**Problem statement:**
For the word "query", work out how many lines in the records below contain it and state that count alone.

**Input data:**

────────────────────

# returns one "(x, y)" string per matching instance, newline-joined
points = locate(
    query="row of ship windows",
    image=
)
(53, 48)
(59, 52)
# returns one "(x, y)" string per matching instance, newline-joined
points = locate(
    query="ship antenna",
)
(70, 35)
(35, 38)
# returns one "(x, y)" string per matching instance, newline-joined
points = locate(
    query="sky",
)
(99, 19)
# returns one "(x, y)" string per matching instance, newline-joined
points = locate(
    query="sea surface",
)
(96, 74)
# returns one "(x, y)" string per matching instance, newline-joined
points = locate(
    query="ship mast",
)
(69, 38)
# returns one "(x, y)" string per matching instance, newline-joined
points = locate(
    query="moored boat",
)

────────────────────

**Answer section:**
6